◆ PROMPT: Could you copy out all of the entries exactly?

◆ DATASET:
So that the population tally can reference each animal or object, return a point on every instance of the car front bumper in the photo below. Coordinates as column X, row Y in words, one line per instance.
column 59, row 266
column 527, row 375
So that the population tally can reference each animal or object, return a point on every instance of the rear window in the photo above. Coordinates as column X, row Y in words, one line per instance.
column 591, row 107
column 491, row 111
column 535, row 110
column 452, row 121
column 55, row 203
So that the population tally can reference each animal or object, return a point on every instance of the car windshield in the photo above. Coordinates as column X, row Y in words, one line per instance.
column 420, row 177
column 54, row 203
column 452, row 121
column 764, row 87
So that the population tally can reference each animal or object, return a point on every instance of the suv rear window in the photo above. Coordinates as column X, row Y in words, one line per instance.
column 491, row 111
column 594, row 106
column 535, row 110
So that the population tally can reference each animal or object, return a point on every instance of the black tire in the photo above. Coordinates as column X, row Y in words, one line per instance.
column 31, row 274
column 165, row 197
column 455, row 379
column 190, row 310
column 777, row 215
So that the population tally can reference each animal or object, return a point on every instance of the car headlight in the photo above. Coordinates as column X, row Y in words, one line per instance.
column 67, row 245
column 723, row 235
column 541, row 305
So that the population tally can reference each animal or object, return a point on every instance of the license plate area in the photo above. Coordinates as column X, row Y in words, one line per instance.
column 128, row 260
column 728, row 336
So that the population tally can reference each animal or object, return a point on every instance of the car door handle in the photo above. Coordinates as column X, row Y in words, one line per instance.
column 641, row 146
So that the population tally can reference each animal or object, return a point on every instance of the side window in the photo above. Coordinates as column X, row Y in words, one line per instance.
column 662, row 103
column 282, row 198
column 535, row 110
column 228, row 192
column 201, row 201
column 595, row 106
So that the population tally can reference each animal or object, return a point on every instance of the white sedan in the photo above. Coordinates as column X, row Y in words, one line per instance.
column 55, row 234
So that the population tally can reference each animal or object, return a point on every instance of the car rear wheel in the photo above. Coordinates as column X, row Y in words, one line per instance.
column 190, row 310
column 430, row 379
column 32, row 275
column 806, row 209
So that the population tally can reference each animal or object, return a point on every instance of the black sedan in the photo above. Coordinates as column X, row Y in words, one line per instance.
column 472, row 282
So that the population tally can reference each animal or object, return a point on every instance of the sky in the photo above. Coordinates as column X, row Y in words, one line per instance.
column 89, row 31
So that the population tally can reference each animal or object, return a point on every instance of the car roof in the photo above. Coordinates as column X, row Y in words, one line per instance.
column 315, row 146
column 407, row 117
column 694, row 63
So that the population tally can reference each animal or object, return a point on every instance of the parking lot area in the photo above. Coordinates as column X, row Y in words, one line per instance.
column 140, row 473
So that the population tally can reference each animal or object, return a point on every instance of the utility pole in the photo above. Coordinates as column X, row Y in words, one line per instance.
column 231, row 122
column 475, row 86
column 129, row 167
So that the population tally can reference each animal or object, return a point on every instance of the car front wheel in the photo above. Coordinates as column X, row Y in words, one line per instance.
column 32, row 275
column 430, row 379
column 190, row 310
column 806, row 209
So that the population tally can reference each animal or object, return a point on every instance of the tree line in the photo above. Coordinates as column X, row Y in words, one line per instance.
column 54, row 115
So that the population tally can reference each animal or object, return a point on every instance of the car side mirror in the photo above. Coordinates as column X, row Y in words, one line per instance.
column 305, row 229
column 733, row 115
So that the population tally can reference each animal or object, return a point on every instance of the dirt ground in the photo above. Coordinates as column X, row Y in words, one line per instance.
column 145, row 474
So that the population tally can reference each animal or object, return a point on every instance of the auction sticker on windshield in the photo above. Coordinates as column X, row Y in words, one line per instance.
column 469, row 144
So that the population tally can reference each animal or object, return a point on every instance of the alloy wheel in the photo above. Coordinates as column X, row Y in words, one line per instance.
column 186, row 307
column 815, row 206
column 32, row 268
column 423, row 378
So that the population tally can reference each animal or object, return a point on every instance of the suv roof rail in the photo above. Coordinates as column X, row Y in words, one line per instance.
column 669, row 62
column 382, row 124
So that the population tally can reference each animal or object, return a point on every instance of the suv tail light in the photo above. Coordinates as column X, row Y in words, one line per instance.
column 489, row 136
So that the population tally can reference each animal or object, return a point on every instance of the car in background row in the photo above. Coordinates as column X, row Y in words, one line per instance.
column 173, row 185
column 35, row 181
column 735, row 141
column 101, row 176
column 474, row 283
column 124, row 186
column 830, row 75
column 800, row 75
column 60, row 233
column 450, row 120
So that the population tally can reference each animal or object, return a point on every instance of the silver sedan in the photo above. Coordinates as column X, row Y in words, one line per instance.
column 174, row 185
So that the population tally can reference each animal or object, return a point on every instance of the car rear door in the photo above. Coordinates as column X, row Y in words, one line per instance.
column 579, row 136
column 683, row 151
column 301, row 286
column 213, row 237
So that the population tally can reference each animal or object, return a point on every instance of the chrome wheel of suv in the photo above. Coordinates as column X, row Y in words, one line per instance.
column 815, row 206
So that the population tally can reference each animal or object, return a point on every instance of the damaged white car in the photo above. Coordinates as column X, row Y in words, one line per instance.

◆ SOLVED EXERCISE:
So that the population tally can reference each animal or object, return a point on every instance of the car front bumper in the photo below. Coordinates as column X, row Y in words, one line per instance.
column 59, row 266
column 527, row 375
So that the population tally can reference each animal or object, return a point on every instance of the rear window in the photo above. Coordinates as column X, row Y in words, one line per instance.
column 591, row 107
column 491, row 111
column 535, row 110
column 452, row 121
column 55, row 203
So that the population tally can reference each animal or object, return a point on every instance of the car windshield in the photo above. Coordinates as column X, row Y in words, one line per instance.
column 420, row 177
column 54, row 203
column 452, row 121
column 764, row 87
So that the population tally can reference each animal or object, return a point on every instance of the suv rear window in the photo above. Coordinates as column X, row Y in words, one line per instance.
column 491, row 111
column 594, row 106
column 535, row 110
So that the population tally can reference each animal or object, return a point on every instance of the black tire in the photo above. Coordinates as column X, row Y in words, one line per instance.
column 31, row 274
column 165, row 197
column 455, row 379
column 190, row 310
column 777, row 215
So that the population tally can reference each animal or object, return a point on every instance of the car headlight in the photo above. Coordinates as column X, row Y in words, one line per instance.
column 67, row 245
column 723, row 235
column 541, row 305
So that the population tally can reference each animal or object, return a point on every instance of the license plate area in the photo above. Coordinates as column X, row Y in words, one line per instance.
column 128, row 260
column 728, row 336
So that the population tally can reference each animal or object, return a point on every instance of the car door handle in the photo above. Coordinates as column X, row Y in words, one line per instance.
column 641, row 146
So that the population tally can reference each animal or object, return a point on every instance of the side window in the photo above. Coordinates as column X, row Y in words, one line per instance.
column 662, row 103
column 282, row 198
column 535, row 110
column 228, row 192
column 201, row 201
column 595, row 106
So that the population tally can reference each animal or object, return a point on every instance of the white sedan in the photo above. Coordinates as column X, row Y in words, one line per instance.
column 55, row 234
So that the population tally can reference each animal or object, return a point on every instance of the car rear wheel in the photo above. Coordinates as column X, row Y in words, one line per instance.
column 190, row 310
column 430, row 379
column 32, row 275
column 806, row 209
So that the population tally can reference each animal or object, return a point on every instance of the black sedan in the photo above. Coordinates as column X, row Y in words, one line per instance.
column 472, row 282
So that the population tally can reference each animal or object, return a point on every instance of the sky in the photo above. Coordinates as column X, row Y in words, one line per instance.
column 89, row 31
So that the population tally can reference each animal or object, return a point on every instance of the car roof in the photo above. Coordinates as column X, row Y in words, one line per instance.
column 315, row 146
column 407, row 117
column 694, row 63
So that the population tally can reference each animal or object, return a point on every instance of the parking lot area in the photo above. Coordinates as column X, row Y in words, one line per instance.
column 140, row 473
So that the population tally can reference each animal or object, return a point on every instance of the utility pole in the photo above. Coordinates as column X, row Y in words, one line per instance.
column 231, row 122
column 475, row 86
column 129, row 167
So that the population tally can reference each animal or object, return a point on every instance of the car front wheel in the photo above. Coordinates as column X, row Y in words, one line per instance.
column 32, row 275
column 430, row 379
column 190, row 310
column 806, row 209
So that the population tally can reference each animal or object, return a point on every instance of the tree line in the photo above. Coordinates as column X, row Y in words, one line per instance.
column 54, row 115
So that the population tally can reference each animal or object, return a point on every instance of the car side mirror in the photo above. Coordinates as column X, row Y in words, one line per instance.
column 305, row 229
column 733, row 115
So that the population tally can reference each animal or object, return a point on every instance of the dirt ground in the photo above. Coordinates as column X, row Y in words, one line per instance.
column 145, row 474
So that the population tally can reference each animal or object, return a point on every instance of the auction sticker on windshield in the photo above. Coordinates as column X, row Y in words, one line per instance.
column 469, row 144
So that the population tally can reference each animal or object, return a point on every instance of the alloy wheel in the photo above. Coordinates as column X, row Y in words, one line per instance.
column 186, row 307
column 815, row 206
column 32, row 268
column 423, row 378
So that the population tally can reference each animal or object, return a point on every instance of the suv roof rail in the photo above. Coordinates as column X, row Y in words, one line per instance.
column 669, row 62
column 382, row 124
So that the population tally can reference each animal or object, return a point on every instance of the suv tail light in the photo above. Coordinates as column X, row Y in words, one line per instance.
column 489, row 136
So that the population tally can reference each animal or object, return a point on every instance of the car in background row in the photo above. Coordinates as column X, row Y in words, one line per instance.
column 173, row 185
column 35, row 181
column 735, row 141
column 101, row 176
column 474, row 283
column 124, row 186
column 830, row 75
column 800, row 75
column 60, row 233
column 450, row 120
So that the population tally can reference each animal or object, return a point on every instance of the silver sedan in the photo above. Coordinates as column X, row Y in words, one line per instance.
column 174, row 185
So that the population tally can reference each animal or object, return a point on every instance of the car rear door in the photo above. Coordinates as column X, row Y in words, one line per instance.
column 579, row 136
column 683, row 151
column 301, row 286
column 213, row 237
So that the population tally can reference each animal or object, return a point on every instance of the chrome wheel of suv in the photo above. Coordinates as column X, row Y in words, one line per instance.
column 815, row 206
So that the population tally can reference each animal or object, return a point on every instance of the damaged white car in the photo above. Coordinates as column X, row Y in words, one line per instance.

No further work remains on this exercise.